Objective: Reproduce the material from the line containing "of the parked" up to and including the line containing "x=209, y=134", requests included, and output only those lines. Scale every x and y coordinate in the answers by 1.95, rounding to whole numbers with halves rounded up.

Given information:

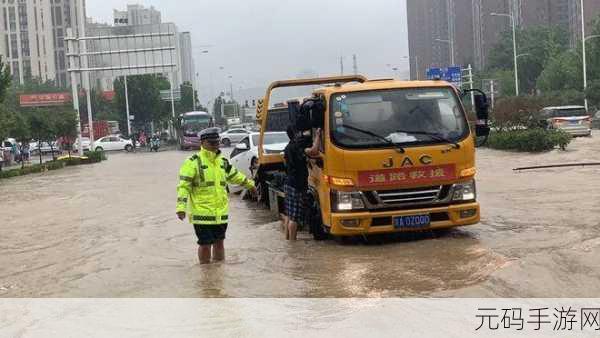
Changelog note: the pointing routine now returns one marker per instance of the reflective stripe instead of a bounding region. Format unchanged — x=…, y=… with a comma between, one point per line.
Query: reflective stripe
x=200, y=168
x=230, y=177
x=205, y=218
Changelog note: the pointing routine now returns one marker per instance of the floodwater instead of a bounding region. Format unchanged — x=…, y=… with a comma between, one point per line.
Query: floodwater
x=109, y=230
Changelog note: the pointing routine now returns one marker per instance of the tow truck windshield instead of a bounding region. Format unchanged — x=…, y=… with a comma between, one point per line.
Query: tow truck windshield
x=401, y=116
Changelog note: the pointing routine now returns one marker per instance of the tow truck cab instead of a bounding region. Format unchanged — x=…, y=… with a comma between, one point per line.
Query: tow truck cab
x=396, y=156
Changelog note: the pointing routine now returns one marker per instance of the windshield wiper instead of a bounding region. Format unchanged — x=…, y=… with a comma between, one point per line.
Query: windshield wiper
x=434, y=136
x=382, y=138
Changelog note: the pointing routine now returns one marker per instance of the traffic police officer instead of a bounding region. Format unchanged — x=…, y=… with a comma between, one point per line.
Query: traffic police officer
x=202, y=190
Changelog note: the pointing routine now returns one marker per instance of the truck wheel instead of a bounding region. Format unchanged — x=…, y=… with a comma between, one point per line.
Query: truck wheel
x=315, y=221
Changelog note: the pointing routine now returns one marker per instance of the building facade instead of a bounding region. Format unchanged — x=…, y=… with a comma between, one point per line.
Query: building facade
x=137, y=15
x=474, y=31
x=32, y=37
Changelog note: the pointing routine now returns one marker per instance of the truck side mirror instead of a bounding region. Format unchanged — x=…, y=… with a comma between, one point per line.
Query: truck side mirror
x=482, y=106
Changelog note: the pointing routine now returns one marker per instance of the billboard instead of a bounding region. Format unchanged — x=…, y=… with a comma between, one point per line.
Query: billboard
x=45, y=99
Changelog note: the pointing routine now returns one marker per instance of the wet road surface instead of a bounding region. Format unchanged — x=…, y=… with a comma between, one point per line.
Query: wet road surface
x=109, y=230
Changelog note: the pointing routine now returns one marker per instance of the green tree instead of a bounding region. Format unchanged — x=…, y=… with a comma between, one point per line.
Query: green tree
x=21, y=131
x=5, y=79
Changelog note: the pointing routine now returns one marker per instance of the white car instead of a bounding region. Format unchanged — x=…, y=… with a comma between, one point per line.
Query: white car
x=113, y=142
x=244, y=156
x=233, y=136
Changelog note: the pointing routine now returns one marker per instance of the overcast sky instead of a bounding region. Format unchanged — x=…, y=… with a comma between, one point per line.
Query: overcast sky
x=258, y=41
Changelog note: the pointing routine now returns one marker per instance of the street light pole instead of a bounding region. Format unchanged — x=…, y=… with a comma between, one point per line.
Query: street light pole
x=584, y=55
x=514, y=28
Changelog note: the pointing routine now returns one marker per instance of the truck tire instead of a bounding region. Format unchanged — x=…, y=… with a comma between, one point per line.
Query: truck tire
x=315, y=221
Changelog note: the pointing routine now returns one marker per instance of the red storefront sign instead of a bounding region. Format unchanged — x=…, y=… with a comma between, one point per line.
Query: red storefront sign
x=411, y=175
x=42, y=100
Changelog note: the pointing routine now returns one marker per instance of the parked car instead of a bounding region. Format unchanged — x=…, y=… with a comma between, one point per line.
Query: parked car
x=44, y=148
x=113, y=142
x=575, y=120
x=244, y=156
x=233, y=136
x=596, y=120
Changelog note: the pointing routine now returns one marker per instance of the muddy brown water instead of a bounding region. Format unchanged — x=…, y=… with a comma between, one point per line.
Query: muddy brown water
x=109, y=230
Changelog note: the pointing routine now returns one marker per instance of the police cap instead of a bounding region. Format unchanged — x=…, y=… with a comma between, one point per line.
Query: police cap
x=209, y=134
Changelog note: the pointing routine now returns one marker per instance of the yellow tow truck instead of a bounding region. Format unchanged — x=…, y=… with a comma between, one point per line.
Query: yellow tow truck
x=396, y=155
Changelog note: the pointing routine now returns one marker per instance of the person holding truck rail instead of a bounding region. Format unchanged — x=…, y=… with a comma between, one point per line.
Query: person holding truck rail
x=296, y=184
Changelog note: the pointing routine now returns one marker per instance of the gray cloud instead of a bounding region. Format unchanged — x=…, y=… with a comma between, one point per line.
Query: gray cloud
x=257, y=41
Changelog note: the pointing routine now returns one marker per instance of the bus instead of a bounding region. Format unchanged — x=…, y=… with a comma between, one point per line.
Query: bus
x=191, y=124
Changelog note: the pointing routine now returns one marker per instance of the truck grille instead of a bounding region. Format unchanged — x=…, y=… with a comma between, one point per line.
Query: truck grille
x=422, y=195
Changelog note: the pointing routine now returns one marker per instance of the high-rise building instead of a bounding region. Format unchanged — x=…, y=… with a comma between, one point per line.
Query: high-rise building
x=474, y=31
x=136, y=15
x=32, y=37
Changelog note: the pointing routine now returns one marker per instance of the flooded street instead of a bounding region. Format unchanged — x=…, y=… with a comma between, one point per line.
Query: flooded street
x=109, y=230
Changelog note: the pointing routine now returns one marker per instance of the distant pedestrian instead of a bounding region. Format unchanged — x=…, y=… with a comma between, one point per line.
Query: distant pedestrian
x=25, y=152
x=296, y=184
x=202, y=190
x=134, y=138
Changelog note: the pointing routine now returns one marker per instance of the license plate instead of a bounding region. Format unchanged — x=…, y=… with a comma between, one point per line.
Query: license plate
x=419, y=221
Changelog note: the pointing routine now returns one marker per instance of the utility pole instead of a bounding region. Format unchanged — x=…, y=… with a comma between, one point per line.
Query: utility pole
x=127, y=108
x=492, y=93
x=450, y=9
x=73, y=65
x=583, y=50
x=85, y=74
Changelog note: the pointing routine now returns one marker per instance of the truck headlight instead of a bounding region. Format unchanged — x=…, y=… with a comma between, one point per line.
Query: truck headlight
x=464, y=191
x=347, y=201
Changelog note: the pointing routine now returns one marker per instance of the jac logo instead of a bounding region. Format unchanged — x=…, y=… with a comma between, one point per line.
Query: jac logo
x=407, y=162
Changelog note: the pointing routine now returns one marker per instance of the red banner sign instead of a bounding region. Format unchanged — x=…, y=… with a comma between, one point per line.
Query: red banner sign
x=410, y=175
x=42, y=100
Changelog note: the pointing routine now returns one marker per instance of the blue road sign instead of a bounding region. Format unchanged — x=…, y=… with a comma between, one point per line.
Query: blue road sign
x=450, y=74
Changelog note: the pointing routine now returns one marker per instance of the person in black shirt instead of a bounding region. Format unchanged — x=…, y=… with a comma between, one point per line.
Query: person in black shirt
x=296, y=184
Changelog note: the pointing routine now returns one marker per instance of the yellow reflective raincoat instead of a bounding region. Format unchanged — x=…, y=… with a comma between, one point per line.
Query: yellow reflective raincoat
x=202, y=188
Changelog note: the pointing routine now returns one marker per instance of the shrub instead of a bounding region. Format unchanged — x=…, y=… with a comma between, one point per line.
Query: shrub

Response to this task:
Changelog note: the pointing routine now returns one marker per instance of the parked car instead of a bounding region. Format unchanged — x=…, y=… with a comma between, one point per line.
Query: parked car
x=86, y=289
x=220, y=277
x=1121, y=234
x=476, y=304
x=454, y=265
x=1162, y=234
Changelog note: the pointing routine now returns one marker per instance of the muddy brown water instead of a bounding region. Format unchanged — x=…, y=… with a comma between, one point per line.
Query: muddy brown water
x=213, y=449
Changelog note: the pointing routine now returns one marker per instance of the police cap instead of a bounding region. Format unchanged — x=…, y=… with a comma between, one point per line.
Query: police cap
x=408, y=261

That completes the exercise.